Dedicated and caring patient advocate Pat Killingsworth passed away Thursday morning, February 11th, on his 60th birthday, from a brain aneurism. His quick decline was, and still is, a complete mystery. He knew things were not going well, but he was determined to make it to his birthday. And he did. It says a lot about the kind of person Pat was. Pat was a rare breed of myeloma patient who dedicated much of his time every day to making sure that others with the disease were cared for. He did this for the years following his diagnosis and blogged daily about relevant topics for his fellow myeloma patients, survivors and warriors.
Because Pat was a fighter, he chose to continue the fight with tandem transplants. He was finally in complete remission and free of myeloma. He attended ASH 2015 with me just a few weeks after his second transplant was completed. He was truly inspiring and even stayed for a few days following for patient advocacy meetings. He was never going to quit.
His goal was simple—to give back. His legacy is not the informative posts he wrote, although many friends have commented on his page that it was their go-to source for information. Pat’s legacy runs deeper than this. Pat took an awful, painful and incurable experience and turned it into an opportunity. It was an opportunity to comfort others in their pain, discomfort and grief. It was an opportunity to educate patients, so they would get their very best treatments and outcomes. It was an opportunity to give a patient perspective and tell doctors, advocacy groups and pharma companies the reality of what patients were feeling, thinking and experiencing. He was at all times “keeping it real.”
A short time ago, my husband Paul returned from a trip to Mexico City where he had meetings with a successful businessman. As they talked about their families, the man mentioned that he had four children, but one had passed away. His son had gone into surgery for a simple tonsillectomy and died in the hospital due to complications. My husband attempted to comfort his friend, but the man said, “Please don’t feel sorry for us. This experience has become a gift. We know he is in a better place than we are. We were able to donate his organs to save the lives of eight children. We created a foundation to help others with similar problems and have helped over 60 children. We have a perspective on life we would not have had otherwise. It has been a blessing.” This family’s adversity had become an opportunity. When Paul then shared that I had multiple myeloma, he said, “Congratulations.” Paul was taken aback and said, “That is a unique way of looking at things.” With great kindness the man said, “I say congratulations, because you will have a new perspective on life that few people will ever have. You will learn lessons that others will never learn. You are being taught at a higher level.”
For those of us with cancer, we have been dealt a deck we never wanted and wouldn’t wish on anyone. When adversity like cancer hits, what are we supposed to do? Maybe unknowingly, Pat asked three key questions that drove him to become one of the most beloved myeloma advocates in the world. The questions are important for us all:
- What am I supposed to do?
- What am I supposed to learn?
- Who am I supposed to serve?
The first question leads us to ask questions, seek out answers and become diligent in taking control of our care. Pat could have gone to the clinic, received his treatment and written a blog about the injustice of his diagnosis and his constant bone pain. He could have been satisfied with the advice of his local oncologist, never asking questions. But he didn’t. He started reading research papers, attended myeloma conferences, sought out second and third opinions and made contacts with the pharma companies, wanting to know what was out and what was coming next. He spent time connecting with and learning from other myeloma patients. In his search, he was a willing advocate for himself and was never content with the status quo.

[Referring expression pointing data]

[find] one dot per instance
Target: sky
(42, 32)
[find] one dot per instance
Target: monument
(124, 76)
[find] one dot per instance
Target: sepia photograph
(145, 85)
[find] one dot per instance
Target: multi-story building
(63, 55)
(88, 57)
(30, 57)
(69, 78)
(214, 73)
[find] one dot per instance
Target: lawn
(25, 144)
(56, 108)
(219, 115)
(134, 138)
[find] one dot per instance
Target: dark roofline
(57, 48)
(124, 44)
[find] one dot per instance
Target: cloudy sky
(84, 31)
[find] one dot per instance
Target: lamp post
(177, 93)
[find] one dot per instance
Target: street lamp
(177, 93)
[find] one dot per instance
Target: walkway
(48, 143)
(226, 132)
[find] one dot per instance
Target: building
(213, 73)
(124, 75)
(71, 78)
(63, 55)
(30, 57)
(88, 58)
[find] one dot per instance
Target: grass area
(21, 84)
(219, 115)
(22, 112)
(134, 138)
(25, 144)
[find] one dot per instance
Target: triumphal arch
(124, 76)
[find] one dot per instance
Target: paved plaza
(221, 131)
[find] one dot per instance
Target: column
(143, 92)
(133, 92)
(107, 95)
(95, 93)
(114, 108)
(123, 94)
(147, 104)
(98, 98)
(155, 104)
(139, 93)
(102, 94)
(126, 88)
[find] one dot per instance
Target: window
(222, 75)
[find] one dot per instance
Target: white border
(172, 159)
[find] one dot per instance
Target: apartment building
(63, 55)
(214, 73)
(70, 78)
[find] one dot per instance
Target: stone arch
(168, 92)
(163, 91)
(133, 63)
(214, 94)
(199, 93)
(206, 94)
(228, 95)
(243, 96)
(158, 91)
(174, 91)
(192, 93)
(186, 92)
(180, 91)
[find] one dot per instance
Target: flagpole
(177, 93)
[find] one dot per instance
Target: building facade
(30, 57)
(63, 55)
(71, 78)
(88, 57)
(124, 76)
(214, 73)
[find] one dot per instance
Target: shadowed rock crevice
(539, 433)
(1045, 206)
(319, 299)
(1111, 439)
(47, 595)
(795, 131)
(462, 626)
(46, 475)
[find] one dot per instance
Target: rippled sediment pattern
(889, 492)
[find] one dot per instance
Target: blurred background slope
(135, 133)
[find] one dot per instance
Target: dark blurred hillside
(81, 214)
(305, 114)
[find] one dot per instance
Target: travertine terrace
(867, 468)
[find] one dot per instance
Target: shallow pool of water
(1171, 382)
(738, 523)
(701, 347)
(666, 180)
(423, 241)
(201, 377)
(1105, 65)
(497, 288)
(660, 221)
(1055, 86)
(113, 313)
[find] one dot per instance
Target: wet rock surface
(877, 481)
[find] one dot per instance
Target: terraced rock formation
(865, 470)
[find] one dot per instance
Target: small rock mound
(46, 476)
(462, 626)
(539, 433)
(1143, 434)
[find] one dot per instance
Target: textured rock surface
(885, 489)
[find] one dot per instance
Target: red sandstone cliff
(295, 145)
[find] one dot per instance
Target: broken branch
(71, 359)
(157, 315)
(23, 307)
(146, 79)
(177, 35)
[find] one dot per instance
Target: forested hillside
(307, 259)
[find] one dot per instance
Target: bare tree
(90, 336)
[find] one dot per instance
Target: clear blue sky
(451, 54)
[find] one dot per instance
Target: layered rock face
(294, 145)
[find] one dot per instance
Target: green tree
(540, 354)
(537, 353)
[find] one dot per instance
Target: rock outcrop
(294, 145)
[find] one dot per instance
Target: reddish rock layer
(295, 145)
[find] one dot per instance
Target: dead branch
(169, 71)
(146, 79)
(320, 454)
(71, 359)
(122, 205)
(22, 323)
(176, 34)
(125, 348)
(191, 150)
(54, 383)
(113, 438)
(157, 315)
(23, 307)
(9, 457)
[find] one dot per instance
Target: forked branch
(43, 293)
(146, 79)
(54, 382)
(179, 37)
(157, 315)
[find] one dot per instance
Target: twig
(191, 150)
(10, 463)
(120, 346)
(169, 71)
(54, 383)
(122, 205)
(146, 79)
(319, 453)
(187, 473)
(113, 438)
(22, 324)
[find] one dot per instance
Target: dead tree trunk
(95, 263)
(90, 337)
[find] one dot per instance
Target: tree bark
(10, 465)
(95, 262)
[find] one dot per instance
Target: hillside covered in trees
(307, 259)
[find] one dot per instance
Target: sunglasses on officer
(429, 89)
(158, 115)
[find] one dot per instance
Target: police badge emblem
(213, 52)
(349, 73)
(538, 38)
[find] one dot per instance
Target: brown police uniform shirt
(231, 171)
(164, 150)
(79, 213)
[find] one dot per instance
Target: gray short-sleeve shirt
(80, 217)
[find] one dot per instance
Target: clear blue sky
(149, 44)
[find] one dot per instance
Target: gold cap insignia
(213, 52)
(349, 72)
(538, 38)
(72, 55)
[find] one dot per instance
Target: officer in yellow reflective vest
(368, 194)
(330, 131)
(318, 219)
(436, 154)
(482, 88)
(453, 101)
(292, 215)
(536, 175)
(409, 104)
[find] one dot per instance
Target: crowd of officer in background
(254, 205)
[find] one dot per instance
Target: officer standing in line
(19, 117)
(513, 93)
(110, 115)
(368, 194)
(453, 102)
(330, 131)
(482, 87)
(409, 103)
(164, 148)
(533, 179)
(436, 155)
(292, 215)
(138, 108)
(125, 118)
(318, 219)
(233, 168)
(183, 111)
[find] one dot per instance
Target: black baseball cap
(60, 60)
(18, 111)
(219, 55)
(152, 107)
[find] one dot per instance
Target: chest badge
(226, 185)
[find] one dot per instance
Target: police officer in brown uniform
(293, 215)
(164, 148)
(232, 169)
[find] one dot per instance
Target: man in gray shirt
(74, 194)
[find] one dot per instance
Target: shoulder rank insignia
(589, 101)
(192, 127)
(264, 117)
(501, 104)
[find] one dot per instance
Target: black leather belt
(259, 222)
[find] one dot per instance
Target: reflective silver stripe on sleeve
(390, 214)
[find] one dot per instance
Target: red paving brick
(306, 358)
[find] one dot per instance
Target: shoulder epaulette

* Assignment 1:
Set down the tribute to Pat Killingsworth word for word, from "Because Pat was" down to "going to quit.".
* Assignment 2:
According to the tribute to Pat Killingsworth, what caused his death?
The rows are separate from the tribute to Pat Killingsworth.

* Exercise answer 1:
Because Pat was a fighter, he chose to continue the fight with tandem transplants. He was finally in complete remission and free of myeloma. He attended ASH 2015 with me just a few weeks after his second transplant was completed. He was truly inspiring and even stayed for a few days following for patient advocacy meetings. He was never going to quit.

* Exercise answer 2:
A brain aneurism.